Stated exercise ▸
Rewrite each line of the data below as a row in a Markdown table, with the row's number under "No." and the line under "Entry", and leave out any blank lines.

___ Data supplied

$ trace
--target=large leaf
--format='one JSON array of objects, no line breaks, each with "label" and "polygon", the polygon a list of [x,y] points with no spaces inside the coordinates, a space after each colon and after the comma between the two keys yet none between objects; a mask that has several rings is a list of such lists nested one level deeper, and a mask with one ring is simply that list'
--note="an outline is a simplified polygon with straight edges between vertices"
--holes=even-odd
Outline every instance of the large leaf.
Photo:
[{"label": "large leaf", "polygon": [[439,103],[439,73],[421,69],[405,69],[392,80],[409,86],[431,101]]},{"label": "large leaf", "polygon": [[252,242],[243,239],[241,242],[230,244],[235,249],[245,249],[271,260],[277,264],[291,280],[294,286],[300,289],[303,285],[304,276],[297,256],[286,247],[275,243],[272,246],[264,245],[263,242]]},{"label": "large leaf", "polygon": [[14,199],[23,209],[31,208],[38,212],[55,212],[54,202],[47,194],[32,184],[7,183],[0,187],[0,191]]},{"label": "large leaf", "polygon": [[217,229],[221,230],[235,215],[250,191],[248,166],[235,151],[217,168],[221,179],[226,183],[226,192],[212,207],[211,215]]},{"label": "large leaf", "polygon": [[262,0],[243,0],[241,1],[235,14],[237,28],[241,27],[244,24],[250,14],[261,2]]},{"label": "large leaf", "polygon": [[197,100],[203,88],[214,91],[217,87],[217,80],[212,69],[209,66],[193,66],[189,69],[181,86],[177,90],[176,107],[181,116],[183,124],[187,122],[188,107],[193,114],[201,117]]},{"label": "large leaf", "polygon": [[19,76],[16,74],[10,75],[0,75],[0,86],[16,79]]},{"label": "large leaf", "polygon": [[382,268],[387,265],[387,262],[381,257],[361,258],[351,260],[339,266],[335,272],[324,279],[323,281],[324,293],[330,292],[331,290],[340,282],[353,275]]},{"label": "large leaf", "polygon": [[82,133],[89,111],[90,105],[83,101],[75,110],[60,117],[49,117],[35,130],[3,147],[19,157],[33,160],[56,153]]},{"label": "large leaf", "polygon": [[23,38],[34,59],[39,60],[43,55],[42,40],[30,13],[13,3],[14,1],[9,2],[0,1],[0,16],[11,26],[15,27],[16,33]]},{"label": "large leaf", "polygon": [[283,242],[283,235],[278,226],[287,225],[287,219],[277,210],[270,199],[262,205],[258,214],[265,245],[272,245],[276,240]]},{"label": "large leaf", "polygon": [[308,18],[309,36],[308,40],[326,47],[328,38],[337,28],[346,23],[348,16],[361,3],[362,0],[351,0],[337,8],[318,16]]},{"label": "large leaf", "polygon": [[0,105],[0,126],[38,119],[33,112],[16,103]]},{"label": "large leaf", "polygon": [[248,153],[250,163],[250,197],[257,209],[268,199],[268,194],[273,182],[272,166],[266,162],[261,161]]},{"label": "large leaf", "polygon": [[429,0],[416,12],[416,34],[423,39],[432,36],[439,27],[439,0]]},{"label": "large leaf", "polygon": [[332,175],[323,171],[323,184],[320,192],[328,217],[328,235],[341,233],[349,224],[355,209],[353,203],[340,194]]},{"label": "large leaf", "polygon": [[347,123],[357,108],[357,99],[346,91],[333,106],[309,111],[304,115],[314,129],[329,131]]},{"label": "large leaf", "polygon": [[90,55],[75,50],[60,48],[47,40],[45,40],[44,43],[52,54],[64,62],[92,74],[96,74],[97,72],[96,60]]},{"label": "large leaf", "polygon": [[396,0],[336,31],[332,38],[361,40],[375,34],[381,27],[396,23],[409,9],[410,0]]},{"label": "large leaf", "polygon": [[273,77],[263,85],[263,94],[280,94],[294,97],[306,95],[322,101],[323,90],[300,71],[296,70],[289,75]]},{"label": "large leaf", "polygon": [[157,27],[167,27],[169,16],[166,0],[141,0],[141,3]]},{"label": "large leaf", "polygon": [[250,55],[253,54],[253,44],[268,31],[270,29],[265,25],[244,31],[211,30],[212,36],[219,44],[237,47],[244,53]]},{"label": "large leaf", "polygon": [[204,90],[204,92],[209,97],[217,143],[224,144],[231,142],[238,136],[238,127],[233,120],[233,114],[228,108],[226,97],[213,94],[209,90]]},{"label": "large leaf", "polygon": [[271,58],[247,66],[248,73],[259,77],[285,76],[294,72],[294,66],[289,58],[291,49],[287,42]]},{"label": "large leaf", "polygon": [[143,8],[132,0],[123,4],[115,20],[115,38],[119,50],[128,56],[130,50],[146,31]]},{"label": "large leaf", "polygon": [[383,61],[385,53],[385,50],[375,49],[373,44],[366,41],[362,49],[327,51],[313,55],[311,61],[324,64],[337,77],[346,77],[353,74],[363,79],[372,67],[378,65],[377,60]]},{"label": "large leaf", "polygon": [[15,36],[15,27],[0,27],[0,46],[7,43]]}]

______

Answer to this problem ▸
| No. | Entry |
|---|---|
| 1 | $ trace |
| 2 | --target=large leaf |
| 3 | --format='one JSON array of objects, no line breaks, each with "label" and "polygon", the polygon a list of [x,y] points with no spaces inside the coordinates, a space after each colon and after the comma between the two keys yet none between objects; a mask that has several rings is a list of such lists nested one level deeper, and a mask with one ring is simply that list' |
| 4 | --note="an outline is a simplified polygon with straight edges between vertices" |
| 5 | --holes=even-odd |
| 6 | Outline every instance of the large leaf. |
| 7 | Photo: |
| 8 | [{"label": "large leaf", "polygon": [[439,103],[439,73],[421,69],[405,69],[392,80],[409,86],[431,101]]},{"label": "large leaf", "polygon": [[252,242],[243,239],[241,242],[230,244],[235,249],[245,249],[271,260],[277,264],[291,280],[294,286],[300,289],[303,285],[304,276],[297,256],[286,247],[275,243],[272,246],[264,245],[263,242]]},{"label": "large leaf", "polygon": [[14,199],[23,209],[31,208],[38,212],[55,212],[54,202],[47,194],[32,184],[7,183],[0,187],[0,191]]},{"label": "large leaf", "polygon": [[217,229],[221,230],[235,215],[250,191],[248,166],[235,151],[217,168],[221,179],[226,183],[226,192],[212,207],[211,215]]},{"label": "large leaf", "polygon": [[262,0],[243,0],[241,1],[235,14],[237,28],[241,27],[244,24],[250,14],[261,2]]},{"label": "large leaf", "polygon": [[197,100],[203,88],[214,91],[217,87],[217,80],[212,69],[209,66],[193,66],[189,69],[181,86],[177,90],[176,107],[181,116],[183,124],[187,122],[188,107],[193,114],[201,117]]},{"label": "large leaf", "polygon": [[19,76],[16,74],[10,75],[0,75],[0,86],[16,79]]},{"label": "large leaf", "polygon": [[382,268],[387,265],[387,262],[381,257],[361,258],[351,260],[339,266],[335,272],[324,279],[323,281],[324,293],[330,292],[331,290],[340,282],[353,275]]},{"label": "large leaf", "polygon": [[82,133],[89,111],[90,105],[83,101],[75,110],[60,117],[49,117],[35,130],[3,147],[19,157],[33,160],[56,153]]},{"label": "large leaf", "polygon": [[23,38],[34,59],[39,60],[43,55],[42,40],[30,13],[13,3],[14,1],[9,2],[0,1],[0,16],[11,26],[15,27],[16,33]]},{"label": "large leaf", "polygon": [[283,242],[283,235],[278,226],[287,225],[287,219],[277,210],[270,199],[262,205],[258,214],[265,245],[272,245],[276,240]]},{"label": "large leaf", "polygon": [[308,18],[309,36],[308,40],[326,47],[328,38],[337,28],[346,23],[348,16],[361,3],[362,0],[351,0],[337,8],[318,16]]},{"label": "large leaf", "polygon": [[0,105],[0,126],[38,119],[33,112],[16,103]]},{"label": "large leaf", "polygon": [[248,153],[250,163],[250,197],[257,209],[268,199],[268,194],[273,182],[272,166],[266,162],[261,161]]},{"label": "large leaf", "polygon": [[429,0],[416,12],[416,34],[423,39],[432,36],[439,27],[439,0]]},{"label": "large leaf", "polygon": [[332,175],[323,171],[323,184],[320,192],[328,217],[328,235],[341,233],[349,224],[355,209],[353,203],[340,194]]},{"label": "large leaf", "polygon": [[347,123],[357,108],[357,99],[346,91],[333,106],[309,111],[304,115],[314,129],[329,131]]},{"label": "large leaf", "polygon": [[90,55],[75,50],[60,48],[47,40],[45,40],[44,43],[52,54],[64,62],[92,74],[96,74],[97,72],[96,60]]},{"label": "large leaf", "polygon": [[396,0],[336,31],[332,38],[361,40],[375,34],[381,27],[396,23],[409,9],[410,0]]},{"label": "large leaf", "polygon": [[273,77],[263,85],[263,94],[280,94],[294,97],[306,95],[322,101],[323,90],[300,71],[296,70],[289,75]]},{"label": "large leaf", "polygon": [[157,27],[167,27],[169,16],[166,0],[141,0],[141,3]]},{"label": "large leaf", "polygon": [[250,55],[253,54],[253,44],[268,31],[270,29],[265,25],[244,31],[211,30],[212,36],[219,44],[237,47],[244,53]]},{"label": "large leaf", "polygon": [[204,90],[204,92],[209,97],[217,143],[224,144],[231,142],[238,136],[238,127],[233,120],[233,114],[228,108],[226,97],[213,94],[209,90]]},{"label": "large leaf", "polygon": [[271,58],[247,66],[248,73],[259,77],[285,76],[294,72],[294,66],[289,58],[291,49],[287,42]]},{"label": "large leaf", "polygon": [[143,8],[132,0],[123,4],[115,20],[115,38],[119,50],[128,56],[130,50],[146,31]]},{"label": "large leaf", "polygon": [[383,61],[385,53],[385,50],[375,49],[373,44],[366,41],[362,49],[327,51],[313,55],[311,61],[324,64],[337,77],[346,77],[353,74],[363,79],[372,67],[378,65],[377,60]]},{"label": "large leaf", "polygon": [[15,36],[15,27],[0,27],[0,46],[7,43]]}] |